▶ _What needs to be done_: Can you copy each of the following records line for line, changing nothing?

▶ _Given data_:
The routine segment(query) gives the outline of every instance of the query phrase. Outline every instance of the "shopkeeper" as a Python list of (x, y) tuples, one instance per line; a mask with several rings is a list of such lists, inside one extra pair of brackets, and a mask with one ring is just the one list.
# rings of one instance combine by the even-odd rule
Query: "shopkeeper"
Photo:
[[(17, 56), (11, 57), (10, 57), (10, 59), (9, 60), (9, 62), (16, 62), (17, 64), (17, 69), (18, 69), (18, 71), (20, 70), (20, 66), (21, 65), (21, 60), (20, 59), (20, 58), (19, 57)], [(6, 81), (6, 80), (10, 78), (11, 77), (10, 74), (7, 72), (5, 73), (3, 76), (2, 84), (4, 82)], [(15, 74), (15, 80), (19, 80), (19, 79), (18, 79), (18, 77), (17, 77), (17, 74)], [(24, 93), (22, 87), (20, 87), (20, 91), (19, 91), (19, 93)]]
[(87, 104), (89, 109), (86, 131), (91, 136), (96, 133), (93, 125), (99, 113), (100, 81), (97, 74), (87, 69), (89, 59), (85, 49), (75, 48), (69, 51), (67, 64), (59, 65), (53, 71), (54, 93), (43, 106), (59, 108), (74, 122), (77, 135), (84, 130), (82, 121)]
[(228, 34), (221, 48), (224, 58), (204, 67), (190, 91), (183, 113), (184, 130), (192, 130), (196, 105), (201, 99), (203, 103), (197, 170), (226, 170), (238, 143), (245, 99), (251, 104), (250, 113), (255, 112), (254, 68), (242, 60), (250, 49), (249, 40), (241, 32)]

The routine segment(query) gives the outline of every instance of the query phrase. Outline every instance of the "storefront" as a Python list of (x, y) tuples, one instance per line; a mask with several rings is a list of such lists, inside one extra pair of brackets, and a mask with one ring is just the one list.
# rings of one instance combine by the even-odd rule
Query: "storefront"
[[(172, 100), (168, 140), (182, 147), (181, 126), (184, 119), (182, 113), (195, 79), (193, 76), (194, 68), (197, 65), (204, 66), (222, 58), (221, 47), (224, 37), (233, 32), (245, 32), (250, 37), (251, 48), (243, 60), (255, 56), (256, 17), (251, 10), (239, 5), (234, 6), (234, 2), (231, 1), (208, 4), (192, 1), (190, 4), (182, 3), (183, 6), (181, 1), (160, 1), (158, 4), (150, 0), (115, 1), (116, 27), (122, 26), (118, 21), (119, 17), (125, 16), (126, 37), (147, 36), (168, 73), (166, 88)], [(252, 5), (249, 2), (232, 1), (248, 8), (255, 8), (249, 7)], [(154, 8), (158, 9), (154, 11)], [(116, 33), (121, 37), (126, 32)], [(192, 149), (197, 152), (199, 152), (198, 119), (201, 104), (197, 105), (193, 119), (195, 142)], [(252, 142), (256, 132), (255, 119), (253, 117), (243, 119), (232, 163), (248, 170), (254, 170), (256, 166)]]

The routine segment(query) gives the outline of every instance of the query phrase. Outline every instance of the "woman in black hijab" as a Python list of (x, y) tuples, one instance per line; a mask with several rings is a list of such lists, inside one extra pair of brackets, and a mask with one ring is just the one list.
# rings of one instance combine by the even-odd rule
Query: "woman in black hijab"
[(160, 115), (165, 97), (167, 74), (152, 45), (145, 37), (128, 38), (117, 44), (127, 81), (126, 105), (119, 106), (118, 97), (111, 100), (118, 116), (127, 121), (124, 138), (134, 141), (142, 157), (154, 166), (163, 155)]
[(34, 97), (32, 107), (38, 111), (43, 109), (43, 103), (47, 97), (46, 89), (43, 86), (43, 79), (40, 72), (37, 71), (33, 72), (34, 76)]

▶ _Response to the task_:
The routine segment(query) gives the outline of every instance of the query phrase. Outline every instance of the "shopkeeper" as a Python list of (x, y) tuples, one instance per line; a mask with several rings is a list of such lists, inside one extra pair of brackets, and a mask with one ring is just the one list.
# rings of one instance combine by the even-odd rule
Query: "shopkeeper"
Photo:
[[(17, 56), (11, 57), (10, 57), (10, 59), (9, 60), (9, 62), (16, 62), (17, 64), (17, 69), (18, 69), (18, 71), (20, 70), (20, 66), (21, 65), (21, 60), (20, 59), (20, 58), (19, 57)], [(6, 81), (6, 80), (10, 78), (11, 77), (10, 74), (7, 72), (5, 73), (3, 76), (2, 84), (4, 82)], [(15, 74), (15, 80), (19, 80), (19, 79), (18, 79), (18, 77), (17, 77), (17, 74)], [(24, 93), (22, 87), (20, 87), (20, 91), (19, 91), (19, 93)]]
[(87, 104), (89, 109), (86, 131), (91, 136), (96, 133), (93, 125), (99, 113), (100, 81), (97, 74), (87, 69), (89, 59), (85, 49), (75, 48), (69, 51), (67, 64), (59, 65), (53, 71), (54, 93), (43, 106), (59, 108), (74, 122), (77, 135), (84, 130), (82, 121)]
[(228, 34), (221, 48), (224, 58), (204, 67), (190, 91), (183, 113), (184, 130), (192, 130), (196, 105), (201, 99), (203, 103), (197, 170), (226, 170), (238, 143), (245, 99), (251, 104), (250, 113), (255, 112), (254, 68), (242, 60), (250, 49), (249, 40), (241, 32)]

The routine segment(query) gives the outline of every instance of the query phrase. Outline every instance of the "storefront" as a Python list of (x, y) tuples, one instance per line; a mask with several rings is a list of such lists, inside one extra pair of brackets, and a mask with one ring is just the one list.
# rings of one instance combine by the even-odd rule
Query: "storefront"
[[(172, 100), (168, 140), (182, 147), (181, 126), (184, 119), (182, 113), (195, 79), (193, 76), (194, 68), (197, 65), (204, 66), (222, 58), (221, 47), (224, 37), (233, 32), (245, 32), (250, 37), (251, 48), (243, 60), (255, 56), (256, 17), (251, 10), (239, 5), (234, 6), (234, 2), (231, 1), (208, 4), (192, 1), (190, 4), (182, 3), (183, 6), (181, 1), (160, 1), (158, 4), (150, 0), (115, 1), (116, 27), (122, 26), (118, 21), (119, 17), (125, 16), (126, 37), (147, 36), (168, 73), (166, 88)], [(252, 5), (249, 2), (232, 1), (248, 8), (255, 8), (249, 7)], [(154, 8), (158, 9), (154, 11)], [(116, 33), (121, 37), (126, 32)], [(192, 149), (197, 152), (199, 152), (198, 119), (201, 104), (197, 105), (193, 119), (195, 142)], [(252, 142), (256, 132), (255, 119), (253, 117), (243, 119), (232, 163), (248, 170), (254, 170), (256, 166)]]

The routine segment(query) gives the outline of every instance of the query phrase. Outline every instance of the "woman in black hijab" as a Python list of (x, y) tuples, one instance per line; a mask with several rings is a list of such lists, inside one extra pair of brackets, and a mask with one ring is just the one list.
# rings of one instance combine by the even-odd rule
Query: "woman in black hijab"
[(160, 115), (165, 97), (167, 74), (152, 45), (145, 37), (128, 38), (117, 44), (127, 81), (126, 105), (119, 106), (118, 97), (111, 100), (118, 116), (127, 121), (124, 138), (134, 141), (142, 157), (154, 166), (163, 155)]
[(34, 97), (32, 107), (38, 111), (43, 109), (43, 103), (47, 97), (46, 89), (43, 86), (43, 79), (40, 72), (37, 71), (33, 72), (34, 76)]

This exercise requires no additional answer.